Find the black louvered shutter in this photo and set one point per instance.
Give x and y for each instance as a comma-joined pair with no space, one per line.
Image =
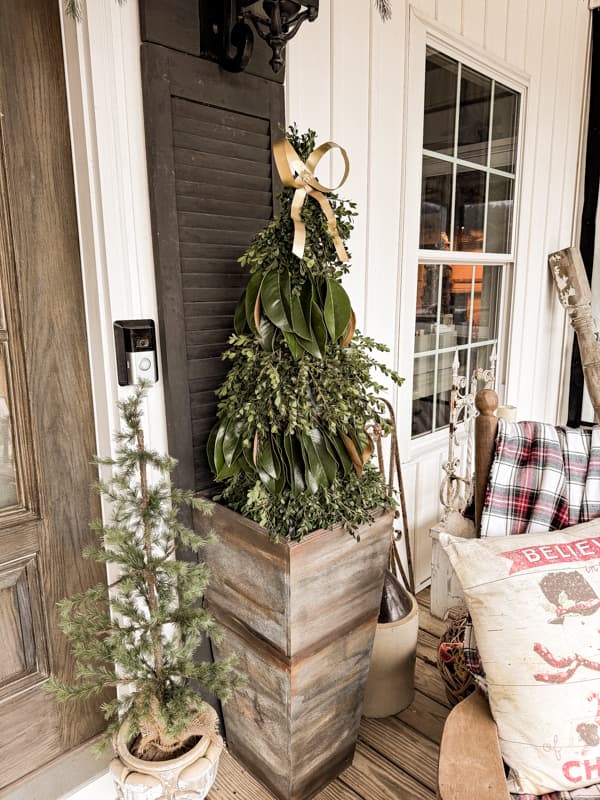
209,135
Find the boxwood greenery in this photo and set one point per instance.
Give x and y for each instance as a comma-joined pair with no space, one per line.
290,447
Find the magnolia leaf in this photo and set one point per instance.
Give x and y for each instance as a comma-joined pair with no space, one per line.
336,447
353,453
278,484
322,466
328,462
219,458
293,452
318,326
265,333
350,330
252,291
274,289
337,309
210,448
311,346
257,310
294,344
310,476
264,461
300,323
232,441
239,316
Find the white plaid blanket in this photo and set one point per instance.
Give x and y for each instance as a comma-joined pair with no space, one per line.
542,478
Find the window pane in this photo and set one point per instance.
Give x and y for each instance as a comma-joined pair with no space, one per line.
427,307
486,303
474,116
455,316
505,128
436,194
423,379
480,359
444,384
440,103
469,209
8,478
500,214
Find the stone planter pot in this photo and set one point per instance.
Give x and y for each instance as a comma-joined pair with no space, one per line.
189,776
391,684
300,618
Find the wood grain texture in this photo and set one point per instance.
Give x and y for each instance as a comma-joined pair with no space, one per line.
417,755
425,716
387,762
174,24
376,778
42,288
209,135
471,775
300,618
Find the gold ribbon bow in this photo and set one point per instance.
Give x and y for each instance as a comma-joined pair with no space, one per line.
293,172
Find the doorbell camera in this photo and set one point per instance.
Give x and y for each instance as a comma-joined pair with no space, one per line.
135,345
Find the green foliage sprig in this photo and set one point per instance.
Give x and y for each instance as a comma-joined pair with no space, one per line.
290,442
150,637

--

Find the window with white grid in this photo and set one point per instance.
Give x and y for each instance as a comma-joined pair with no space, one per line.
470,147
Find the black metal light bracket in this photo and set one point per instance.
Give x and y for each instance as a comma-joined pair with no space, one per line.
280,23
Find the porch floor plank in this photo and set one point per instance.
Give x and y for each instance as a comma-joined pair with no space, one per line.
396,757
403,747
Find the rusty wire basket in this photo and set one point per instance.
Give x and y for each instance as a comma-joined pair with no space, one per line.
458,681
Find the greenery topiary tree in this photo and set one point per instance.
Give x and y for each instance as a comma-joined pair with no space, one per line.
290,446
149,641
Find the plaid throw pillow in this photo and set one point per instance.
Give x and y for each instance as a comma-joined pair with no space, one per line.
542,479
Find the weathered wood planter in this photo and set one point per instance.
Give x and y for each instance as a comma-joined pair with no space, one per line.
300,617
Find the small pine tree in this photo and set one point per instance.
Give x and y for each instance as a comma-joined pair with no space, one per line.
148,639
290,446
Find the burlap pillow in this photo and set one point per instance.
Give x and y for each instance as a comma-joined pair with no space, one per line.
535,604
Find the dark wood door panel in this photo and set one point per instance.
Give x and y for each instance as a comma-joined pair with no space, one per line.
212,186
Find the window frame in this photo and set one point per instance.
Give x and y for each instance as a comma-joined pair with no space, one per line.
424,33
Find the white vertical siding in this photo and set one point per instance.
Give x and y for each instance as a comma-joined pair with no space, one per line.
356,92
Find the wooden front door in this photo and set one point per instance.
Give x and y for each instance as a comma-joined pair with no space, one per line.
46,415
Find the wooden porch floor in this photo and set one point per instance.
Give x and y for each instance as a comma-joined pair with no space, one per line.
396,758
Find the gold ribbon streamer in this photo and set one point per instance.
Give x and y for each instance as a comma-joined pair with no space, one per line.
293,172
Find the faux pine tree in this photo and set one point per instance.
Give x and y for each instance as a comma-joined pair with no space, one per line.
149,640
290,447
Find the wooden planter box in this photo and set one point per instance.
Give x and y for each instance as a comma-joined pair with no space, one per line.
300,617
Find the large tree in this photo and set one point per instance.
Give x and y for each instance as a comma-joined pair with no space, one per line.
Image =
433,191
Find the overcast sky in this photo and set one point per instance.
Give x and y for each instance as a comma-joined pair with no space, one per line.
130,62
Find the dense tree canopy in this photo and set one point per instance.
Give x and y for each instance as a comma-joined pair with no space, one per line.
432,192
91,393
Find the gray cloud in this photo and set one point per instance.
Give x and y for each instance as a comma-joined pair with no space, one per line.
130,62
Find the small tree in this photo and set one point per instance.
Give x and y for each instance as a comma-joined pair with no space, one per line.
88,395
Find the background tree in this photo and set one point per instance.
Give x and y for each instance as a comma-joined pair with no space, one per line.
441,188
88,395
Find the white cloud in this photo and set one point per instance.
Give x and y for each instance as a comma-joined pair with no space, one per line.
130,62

--

[TASK TO CARRY OUT]:
What you give back should be exactly the lines of the data above from the line with "Find the faux" through the line with "Find the wooden planter", both of those included, and nothing more.

[RESPONSE TO THIS TASK]:
Find the faux pine tree in this photo and set one point per instance.
Give x and y for each instance as a comma-joined pair with no space, one per line.
149,640
290,447
Find the wooden planter box in this photo and set one point per instance.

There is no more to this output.